== THE REQUEST ==
Copy out every line below that contains the word "yellow".

== INPUT MATERIAL ==
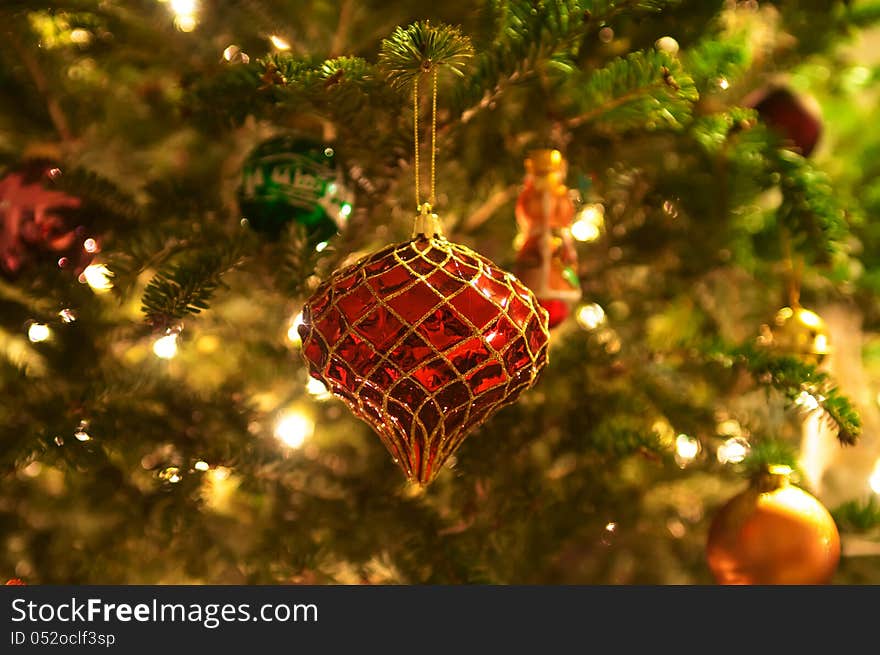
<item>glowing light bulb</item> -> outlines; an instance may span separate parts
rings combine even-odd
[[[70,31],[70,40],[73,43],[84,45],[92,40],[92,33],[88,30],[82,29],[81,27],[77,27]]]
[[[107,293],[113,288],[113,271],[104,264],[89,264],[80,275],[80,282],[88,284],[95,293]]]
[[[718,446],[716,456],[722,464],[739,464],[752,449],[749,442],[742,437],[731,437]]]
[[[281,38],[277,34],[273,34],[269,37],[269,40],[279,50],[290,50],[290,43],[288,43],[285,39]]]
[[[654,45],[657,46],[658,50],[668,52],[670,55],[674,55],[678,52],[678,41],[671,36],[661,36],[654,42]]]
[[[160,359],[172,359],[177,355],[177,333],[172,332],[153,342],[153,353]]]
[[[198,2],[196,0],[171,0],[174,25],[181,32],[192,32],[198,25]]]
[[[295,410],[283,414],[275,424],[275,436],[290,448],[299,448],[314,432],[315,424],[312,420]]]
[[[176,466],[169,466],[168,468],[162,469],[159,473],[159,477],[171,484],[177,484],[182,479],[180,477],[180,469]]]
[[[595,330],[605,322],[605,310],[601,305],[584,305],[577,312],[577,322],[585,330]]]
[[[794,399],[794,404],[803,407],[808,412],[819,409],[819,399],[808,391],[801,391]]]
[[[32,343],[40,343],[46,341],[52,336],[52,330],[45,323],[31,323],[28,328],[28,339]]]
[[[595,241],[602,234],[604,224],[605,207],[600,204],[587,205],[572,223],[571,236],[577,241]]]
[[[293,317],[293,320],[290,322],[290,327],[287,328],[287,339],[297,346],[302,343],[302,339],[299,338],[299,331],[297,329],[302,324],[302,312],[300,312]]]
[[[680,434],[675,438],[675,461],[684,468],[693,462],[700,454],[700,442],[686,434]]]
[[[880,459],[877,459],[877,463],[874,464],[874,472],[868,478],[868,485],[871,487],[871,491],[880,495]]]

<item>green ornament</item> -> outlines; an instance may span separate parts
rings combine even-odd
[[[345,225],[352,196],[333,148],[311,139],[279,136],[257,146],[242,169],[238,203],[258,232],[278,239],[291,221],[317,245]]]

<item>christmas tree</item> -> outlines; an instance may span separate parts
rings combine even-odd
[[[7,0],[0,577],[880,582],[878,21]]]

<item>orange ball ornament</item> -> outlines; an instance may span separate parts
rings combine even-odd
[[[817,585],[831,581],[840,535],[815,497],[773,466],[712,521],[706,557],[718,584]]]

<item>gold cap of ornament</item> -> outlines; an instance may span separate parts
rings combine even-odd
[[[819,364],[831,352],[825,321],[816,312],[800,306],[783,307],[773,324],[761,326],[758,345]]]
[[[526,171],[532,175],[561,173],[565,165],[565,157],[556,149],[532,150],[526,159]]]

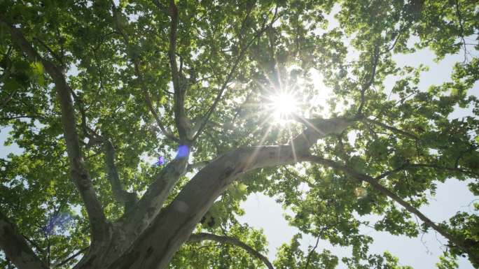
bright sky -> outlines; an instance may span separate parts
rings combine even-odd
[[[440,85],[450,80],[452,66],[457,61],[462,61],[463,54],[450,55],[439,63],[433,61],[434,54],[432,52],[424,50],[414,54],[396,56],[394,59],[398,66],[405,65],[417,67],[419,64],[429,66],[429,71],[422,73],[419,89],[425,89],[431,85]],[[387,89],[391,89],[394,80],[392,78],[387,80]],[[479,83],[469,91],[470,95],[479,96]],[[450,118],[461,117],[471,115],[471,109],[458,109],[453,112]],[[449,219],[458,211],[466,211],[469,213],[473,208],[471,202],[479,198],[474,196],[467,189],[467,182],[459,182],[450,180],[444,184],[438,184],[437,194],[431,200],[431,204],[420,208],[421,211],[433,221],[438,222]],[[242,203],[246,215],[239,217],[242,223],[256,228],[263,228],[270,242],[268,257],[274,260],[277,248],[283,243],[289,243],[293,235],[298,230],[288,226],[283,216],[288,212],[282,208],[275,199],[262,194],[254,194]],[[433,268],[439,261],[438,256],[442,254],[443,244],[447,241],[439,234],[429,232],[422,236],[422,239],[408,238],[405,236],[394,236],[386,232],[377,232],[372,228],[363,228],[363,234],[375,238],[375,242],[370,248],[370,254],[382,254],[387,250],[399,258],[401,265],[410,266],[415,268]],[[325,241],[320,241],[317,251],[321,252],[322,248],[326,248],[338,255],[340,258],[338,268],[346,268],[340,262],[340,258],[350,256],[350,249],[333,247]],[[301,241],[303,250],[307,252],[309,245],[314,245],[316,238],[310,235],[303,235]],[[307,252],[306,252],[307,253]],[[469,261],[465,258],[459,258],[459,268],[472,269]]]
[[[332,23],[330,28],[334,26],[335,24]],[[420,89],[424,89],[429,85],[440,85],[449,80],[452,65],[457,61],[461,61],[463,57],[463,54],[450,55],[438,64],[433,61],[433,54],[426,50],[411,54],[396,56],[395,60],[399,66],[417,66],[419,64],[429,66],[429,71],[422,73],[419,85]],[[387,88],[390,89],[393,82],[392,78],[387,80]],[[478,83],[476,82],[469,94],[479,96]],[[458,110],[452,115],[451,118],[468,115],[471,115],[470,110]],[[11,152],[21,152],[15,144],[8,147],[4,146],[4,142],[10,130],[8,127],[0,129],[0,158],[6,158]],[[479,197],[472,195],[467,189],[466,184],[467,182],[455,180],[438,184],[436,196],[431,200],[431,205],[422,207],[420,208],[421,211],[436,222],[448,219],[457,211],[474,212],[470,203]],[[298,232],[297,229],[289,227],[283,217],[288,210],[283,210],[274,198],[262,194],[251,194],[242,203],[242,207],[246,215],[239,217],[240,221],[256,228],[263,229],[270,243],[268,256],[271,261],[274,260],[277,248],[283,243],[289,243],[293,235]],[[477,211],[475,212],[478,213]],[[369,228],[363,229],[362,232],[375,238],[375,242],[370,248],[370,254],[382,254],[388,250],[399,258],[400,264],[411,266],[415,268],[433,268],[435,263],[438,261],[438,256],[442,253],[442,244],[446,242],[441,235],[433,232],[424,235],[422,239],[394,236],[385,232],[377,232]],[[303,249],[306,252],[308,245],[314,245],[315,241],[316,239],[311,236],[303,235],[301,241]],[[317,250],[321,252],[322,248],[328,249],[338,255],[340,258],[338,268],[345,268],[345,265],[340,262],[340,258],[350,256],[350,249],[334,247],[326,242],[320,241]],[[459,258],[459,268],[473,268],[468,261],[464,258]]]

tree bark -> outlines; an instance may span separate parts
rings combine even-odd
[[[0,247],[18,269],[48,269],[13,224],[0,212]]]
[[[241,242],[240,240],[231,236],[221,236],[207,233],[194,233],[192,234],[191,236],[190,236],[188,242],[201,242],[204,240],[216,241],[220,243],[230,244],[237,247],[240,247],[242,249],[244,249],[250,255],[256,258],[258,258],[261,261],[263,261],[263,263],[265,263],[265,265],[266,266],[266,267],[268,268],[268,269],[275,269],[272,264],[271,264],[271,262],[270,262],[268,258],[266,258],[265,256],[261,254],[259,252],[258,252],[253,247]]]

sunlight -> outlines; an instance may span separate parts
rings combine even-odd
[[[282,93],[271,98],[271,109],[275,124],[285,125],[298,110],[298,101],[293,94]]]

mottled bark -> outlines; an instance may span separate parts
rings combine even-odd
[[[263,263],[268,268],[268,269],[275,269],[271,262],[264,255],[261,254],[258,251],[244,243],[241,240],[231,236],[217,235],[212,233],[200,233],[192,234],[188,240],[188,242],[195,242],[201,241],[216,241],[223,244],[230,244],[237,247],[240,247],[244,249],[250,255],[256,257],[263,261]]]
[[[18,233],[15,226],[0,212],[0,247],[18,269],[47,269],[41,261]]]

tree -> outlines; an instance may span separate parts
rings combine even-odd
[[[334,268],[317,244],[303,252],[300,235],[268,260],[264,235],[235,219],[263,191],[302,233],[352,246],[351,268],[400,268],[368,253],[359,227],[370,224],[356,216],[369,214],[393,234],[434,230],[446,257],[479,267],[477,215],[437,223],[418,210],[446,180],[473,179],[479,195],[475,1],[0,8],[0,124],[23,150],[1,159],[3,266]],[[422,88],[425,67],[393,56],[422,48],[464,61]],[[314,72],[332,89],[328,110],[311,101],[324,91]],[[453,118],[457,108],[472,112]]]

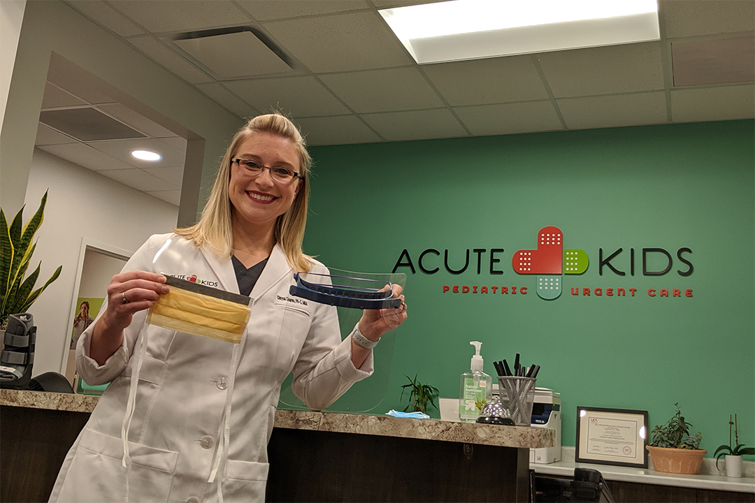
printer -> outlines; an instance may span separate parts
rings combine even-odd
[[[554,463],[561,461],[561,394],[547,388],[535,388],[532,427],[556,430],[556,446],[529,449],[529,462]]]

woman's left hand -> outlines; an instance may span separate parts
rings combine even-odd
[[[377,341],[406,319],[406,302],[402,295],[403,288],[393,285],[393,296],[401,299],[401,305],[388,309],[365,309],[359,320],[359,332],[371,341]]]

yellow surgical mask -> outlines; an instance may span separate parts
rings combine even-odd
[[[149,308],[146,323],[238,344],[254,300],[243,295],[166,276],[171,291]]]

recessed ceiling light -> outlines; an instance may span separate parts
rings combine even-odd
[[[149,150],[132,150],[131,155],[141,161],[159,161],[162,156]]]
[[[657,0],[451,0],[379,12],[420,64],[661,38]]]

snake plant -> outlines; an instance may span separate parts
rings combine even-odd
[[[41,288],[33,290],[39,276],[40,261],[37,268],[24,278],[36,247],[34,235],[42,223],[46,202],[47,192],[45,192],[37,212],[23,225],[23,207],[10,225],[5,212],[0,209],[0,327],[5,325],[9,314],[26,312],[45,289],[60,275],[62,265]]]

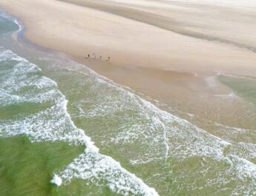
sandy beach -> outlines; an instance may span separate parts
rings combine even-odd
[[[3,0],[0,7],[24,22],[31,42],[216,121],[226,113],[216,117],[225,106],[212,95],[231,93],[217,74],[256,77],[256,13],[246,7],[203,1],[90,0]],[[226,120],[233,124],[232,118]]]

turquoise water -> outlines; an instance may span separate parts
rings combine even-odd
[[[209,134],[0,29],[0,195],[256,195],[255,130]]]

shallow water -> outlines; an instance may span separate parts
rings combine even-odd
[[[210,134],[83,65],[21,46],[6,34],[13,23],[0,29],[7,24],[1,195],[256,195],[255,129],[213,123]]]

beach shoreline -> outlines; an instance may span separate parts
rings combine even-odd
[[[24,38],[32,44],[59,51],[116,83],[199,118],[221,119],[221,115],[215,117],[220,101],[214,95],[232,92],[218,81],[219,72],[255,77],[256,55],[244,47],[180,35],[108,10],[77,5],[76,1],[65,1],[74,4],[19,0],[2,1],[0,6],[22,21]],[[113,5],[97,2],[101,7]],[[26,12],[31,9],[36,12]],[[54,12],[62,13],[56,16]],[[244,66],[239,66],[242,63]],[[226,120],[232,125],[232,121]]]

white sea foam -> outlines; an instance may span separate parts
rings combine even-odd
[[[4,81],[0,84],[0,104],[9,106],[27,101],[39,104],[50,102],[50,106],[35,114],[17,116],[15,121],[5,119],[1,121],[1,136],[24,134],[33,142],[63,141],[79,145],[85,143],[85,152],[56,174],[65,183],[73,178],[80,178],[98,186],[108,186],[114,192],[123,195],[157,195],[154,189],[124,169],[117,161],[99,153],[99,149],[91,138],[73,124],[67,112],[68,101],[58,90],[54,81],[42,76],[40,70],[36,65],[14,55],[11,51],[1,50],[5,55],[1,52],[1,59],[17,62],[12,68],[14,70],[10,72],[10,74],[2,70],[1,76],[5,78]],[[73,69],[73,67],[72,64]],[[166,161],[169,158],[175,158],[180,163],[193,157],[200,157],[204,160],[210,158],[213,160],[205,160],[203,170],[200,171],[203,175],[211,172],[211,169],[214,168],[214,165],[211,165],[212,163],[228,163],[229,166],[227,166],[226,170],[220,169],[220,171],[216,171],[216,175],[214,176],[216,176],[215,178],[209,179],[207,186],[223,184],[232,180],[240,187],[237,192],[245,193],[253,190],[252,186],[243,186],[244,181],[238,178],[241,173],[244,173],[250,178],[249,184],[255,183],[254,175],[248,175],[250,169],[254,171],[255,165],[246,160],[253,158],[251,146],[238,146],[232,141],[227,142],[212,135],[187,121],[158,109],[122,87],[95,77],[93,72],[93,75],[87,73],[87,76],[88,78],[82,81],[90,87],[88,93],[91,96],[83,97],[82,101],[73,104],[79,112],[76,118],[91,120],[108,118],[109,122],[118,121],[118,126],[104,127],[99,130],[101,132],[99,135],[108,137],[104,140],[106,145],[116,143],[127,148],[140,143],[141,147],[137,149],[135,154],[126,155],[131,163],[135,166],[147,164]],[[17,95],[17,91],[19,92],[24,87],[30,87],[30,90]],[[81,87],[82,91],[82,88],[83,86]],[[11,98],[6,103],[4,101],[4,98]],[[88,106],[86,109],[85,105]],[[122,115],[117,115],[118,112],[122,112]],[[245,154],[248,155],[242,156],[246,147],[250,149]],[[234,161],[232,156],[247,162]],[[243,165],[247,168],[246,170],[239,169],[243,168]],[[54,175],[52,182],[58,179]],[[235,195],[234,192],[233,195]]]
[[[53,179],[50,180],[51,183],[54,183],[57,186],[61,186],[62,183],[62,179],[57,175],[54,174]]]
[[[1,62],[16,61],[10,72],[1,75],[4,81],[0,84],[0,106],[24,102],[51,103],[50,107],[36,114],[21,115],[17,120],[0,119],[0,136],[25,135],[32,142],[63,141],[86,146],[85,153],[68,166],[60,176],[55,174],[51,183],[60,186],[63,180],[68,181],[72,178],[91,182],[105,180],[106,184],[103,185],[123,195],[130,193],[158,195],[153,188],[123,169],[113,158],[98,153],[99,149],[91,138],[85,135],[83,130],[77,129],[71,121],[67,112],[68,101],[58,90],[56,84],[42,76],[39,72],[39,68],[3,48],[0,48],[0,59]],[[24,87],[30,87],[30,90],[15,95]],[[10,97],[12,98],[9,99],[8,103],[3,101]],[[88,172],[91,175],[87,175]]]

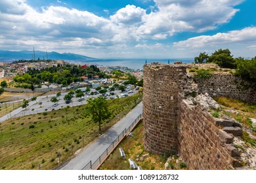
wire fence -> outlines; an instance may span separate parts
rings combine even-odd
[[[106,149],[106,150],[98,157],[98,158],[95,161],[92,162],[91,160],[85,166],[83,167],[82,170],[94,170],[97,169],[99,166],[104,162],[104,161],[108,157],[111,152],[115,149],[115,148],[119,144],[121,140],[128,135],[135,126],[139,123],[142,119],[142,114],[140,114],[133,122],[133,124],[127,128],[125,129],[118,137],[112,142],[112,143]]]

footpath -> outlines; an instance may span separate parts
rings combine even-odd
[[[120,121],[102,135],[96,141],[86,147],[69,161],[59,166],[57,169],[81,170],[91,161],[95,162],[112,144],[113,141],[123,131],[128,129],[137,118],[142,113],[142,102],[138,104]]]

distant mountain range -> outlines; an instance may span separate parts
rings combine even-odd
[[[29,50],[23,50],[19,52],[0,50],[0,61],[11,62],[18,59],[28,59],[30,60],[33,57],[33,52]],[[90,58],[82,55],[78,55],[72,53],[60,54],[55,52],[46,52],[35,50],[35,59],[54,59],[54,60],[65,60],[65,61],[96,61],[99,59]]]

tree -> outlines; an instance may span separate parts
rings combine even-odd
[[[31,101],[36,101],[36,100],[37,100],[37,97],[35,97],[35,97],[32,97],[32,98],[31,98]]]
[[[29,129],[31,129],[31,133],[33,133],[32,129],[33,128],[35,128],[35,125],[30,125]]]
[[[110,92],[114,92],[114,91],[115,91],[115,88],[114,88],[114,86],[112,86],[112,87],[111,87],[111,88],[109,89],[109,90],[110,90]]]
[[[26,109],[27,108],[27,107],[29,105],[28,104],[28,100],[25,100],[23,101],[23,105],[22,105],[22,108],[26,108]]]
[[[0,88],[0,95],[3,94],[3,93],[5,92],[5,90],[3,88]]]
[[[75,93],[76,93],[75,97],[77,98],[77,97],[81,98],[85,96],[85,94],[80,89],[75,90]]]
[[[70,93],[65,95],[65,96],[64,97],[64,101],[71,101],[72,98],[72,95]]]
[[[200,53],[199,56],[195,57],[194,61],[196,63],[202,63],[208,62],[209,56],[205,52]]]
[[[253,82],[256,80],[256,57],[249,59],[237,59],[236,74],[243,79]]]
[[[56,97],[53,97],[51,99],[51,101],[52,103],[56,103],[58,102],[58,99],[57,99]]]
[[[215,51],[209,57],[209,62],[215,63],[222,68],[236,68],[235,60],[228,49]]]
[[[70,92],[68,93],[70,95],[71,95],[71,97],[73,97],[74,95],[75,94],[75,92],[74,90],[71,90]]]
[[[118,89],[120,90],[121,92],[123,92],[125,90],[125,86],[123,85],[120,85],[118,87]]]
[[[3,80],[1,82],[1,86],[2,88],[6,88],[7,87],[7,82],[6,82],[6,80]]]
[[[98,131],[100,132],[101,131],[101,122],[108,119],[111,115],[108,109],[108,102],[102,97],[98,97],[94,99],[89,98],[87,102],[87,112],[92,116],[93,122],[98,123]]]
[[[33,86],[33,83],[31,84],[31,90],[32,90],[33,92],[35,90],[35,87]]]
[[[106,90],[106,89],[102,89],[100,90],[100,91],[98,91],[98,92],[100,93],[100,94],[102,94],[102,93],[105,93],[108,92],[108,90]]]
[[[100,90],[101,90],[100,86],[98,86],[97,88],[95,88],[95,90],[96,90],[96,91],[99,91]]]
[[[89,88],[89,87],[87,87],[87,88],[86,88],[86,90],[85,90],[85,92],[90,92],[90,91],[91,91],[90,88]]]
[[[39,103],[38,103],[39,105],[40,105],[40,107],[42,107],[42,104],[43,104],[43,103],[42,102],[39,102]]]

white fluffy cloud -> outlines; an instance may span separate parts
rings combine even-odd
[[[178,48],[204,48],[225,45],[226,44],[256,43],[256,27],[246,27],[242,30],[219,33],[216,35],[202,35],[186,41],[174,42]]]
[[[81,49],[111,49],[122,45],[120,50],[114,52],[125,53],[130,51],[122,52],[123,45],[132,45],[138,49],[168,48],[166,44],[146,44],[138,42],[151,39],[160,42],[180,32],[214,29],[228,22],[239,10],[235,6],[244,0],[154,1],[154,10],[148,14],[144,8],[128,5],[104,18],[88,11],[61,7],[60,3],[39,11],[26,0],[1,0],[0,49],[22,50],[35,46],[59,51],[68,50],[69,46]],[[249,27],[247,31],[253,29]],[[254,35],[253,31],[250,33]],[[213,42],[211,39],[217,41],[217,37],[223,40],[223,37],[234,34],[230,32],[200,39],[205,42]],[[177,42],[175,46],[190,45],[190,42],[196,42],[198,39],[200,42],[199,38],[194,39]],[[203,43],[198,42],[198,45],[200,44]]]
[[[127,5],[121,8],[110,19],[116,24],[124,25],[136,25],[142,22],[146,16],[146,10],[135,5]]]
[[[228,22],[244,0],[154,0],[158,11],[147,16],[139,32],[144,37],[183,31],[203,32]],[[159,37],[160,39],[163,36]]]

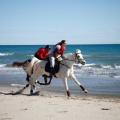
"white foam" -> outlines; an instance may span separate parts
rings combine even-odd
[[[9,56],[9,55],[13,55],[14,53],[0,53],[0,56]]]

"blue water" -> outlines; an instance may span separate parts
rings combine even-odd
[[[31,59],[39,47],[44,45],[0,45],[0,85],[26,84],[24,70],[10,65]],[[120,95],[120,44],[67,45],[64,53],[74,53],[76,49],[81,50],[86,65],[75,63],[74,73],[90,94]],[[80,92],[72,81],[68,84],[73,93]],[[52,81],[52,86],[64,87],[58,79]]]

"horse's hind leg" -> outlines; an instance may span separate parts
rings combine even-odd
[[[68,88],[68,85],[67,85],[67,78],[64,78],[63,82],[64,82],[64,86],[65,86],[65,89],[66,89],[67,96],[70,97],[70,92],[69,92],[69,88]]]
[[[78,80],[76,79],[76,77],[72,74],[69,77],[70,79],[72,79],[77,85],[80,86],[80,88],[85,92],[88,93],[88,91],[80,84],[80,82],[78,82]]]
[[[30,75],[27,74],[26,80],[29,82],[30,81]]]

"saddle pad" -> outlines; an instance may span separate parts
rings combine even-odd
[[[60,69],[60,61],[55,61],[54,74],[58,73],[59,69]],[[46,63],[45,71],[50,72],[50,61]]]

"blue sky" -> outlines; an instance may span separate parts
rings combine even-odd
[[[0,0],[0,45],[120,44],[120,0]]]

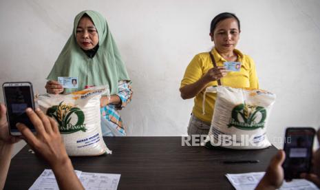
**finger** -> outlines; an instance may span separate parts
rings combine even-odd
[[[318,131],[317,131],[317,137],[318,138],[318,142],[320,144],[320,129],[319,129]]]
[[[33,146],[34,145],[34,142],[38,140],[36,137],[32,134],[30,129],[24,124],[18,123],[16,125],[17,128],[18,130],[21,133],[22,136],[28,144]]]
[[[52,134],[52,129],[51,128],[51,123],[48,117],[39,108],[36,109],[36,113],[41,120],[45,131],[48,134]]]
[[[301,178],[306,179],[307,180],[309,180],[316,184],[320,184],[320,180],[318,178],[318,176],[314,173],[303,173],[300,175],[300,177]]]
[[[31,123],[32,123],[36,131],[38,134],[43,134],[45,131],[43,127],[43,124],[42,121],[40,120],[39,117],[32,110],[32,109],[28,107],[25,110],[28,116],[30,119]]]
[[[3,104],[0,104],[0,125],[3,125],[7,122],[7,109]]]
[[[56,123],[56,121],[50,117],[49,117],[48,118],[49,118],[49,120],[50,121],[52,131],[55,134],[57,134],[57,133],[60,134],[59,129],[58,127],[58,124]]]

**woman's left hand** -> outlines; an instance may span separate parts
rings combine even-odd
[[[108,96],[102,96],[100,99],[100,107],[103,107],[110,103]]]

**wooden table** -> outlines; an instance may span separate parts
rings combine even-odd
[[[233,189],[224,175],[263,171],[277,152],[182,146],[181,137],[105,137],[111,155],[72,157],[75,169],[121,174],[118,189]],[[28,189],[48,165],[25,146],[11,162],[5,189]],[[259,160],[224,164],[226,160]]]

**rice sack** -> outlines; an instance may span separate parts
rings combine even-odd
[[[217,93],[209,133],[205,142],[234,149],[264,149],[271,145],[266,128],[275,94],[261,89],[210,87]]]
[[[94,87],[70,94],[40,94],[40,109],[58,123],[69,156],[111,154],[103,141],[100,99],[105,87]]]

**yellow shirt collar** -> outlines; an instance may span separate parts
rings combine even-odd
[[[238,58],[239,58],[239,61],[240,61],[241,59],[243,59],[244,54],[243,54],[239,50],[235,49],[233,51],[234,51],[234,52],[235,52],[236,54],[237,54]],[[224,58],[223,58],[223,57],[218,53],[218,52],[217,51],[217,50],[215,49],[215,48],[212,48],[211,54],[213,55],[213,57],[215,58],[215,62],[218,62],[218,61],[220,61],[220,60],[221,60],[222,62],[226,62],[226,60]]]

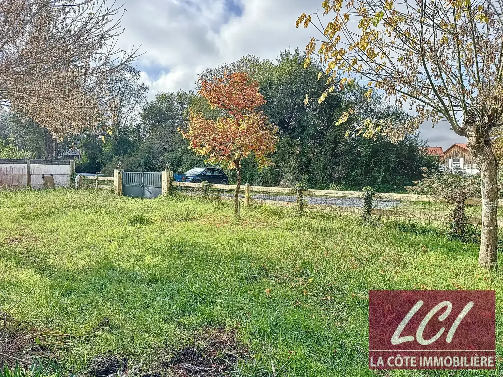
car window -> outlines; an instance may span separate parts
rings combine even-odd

== FULL SOLUTION ==
yellow surgical mask -> outlines; an instance may span separate parts
**yellow shirt collar** -> outlines; an instance may span separate parts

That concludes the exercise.